* THE TASK: Please count how many lines in the entries below contain "spectator" and reply with the figure alone.

* MATERIAL TO PROCESS:
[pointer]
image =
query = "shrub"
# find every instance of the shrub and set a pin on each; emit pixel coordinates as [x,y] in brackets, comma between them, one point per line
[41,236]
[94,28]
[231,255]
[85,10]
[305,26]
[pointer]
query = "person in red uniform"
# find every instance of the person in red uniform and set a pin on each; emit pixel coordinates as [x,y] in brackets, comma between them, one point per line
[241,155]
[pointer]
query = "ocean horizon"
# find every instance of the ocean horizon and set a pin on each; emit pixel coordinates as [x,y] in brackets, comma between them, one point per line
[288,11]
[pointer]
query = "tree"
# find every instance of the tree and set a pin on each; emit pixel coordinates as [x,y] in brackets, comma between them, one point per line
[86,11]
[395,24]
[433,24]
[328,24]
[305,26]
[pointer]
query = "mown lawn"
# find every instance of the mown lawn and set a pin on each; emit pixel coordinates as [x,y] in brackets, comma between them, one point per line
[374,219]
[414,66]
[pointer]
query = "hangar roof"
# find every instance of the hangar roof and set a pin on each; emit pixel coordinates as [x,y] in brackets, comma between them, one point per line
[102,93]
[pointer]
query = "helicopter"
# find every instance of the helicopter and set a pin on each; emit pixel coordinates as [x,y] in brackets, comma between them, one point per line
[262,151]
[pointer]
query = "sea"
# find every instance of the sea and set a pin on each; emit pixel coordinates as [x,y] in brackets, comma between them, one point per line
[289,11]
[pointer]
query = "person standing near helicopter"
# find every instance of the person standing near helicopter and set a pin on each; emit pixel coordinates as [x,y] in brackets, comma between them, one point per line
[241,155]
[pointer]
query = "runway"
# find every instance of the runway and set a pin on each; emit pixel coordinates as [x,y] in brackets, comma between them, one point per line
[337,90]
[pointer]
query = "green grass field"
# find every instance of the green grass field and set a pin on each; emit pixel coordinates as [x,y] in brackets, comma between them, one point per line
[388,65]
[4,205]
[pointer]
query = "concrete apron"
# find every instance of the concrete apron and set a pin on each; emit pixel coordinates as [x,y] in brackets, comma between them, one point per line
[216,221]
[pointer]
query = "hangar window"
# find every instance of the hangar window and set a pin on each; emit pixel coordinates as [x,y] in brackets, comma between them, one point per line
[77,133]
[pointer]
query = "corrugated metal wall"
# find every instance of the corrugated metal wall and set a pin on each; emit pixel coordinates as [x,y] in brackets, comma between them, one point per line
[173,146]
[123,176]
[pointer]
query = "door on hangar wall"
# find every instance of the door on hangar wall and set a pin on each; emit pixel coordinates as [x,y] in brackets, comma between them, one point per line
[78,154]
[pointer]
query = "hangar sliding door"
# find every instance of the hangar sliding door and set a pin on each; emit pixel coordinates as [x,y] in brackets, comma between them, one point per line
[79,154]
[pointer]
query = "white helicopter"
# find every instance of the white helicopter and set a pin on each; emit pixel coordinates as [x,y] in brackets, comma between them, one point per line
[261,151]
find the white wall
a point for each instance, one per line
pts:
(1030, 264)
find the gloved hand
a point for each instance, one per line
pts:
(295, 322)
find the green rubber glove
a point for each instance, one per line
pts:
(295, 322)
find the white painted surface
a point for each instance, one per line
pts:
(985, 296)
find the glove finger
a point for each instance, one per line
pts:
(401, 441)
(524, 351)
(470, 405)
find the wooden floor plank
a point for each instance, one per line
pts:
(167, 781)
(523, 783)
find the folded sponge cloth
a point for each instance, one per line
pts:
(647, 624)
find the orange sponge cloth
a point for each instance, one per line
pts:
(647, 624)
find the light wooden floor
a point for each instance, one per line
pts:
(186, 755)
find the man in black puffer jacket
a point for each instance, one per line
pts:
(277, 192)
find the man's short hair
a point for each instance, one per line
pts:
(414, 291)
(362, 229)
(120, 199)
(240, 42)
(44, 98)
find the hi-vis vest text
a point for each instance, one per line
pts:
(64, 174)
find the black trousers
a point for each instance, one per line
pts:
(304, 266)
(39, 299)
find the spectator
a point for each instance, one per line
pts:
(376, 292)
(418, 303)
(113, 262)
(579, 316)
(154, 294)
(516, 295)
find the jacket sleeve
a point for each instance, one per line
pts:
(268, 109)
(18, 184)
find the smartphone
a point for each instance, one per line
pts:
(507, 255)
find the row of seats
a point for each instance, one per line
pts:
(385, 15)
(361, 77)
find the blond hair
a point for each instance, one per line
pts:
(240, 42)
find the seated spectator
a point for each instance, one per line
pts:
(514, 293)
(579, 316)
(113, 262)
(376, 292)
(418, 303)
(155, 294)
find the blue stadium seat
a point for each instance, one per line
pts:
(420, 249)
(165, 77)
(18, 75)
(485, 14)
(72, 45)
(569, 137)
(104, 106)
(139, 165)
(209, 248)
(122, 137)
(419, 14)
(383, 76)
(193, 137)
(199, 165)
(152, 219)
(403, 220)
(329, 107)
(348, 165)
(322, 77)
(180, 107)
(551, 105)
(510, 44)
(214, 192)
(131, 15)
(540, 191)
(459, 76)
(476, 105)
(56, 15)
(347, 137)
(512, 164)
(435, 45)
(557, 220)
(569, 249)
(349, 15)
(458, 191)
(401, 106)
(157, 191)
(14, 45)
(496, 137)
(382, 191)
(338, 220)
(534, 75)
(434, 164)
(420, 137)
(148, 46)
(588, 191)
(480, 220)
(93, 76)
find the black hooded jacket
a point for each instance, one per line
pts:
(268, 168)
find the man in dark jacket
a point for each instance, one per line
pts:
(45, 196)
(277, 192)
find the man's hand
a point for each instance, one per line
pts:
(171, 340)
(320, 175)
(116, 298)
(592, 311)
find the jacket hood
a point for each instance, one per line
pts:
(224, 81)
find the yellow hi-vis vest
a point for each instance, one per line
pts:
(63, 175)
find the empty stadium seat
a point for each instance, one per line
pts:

* EXERCISE OUTPUT: 2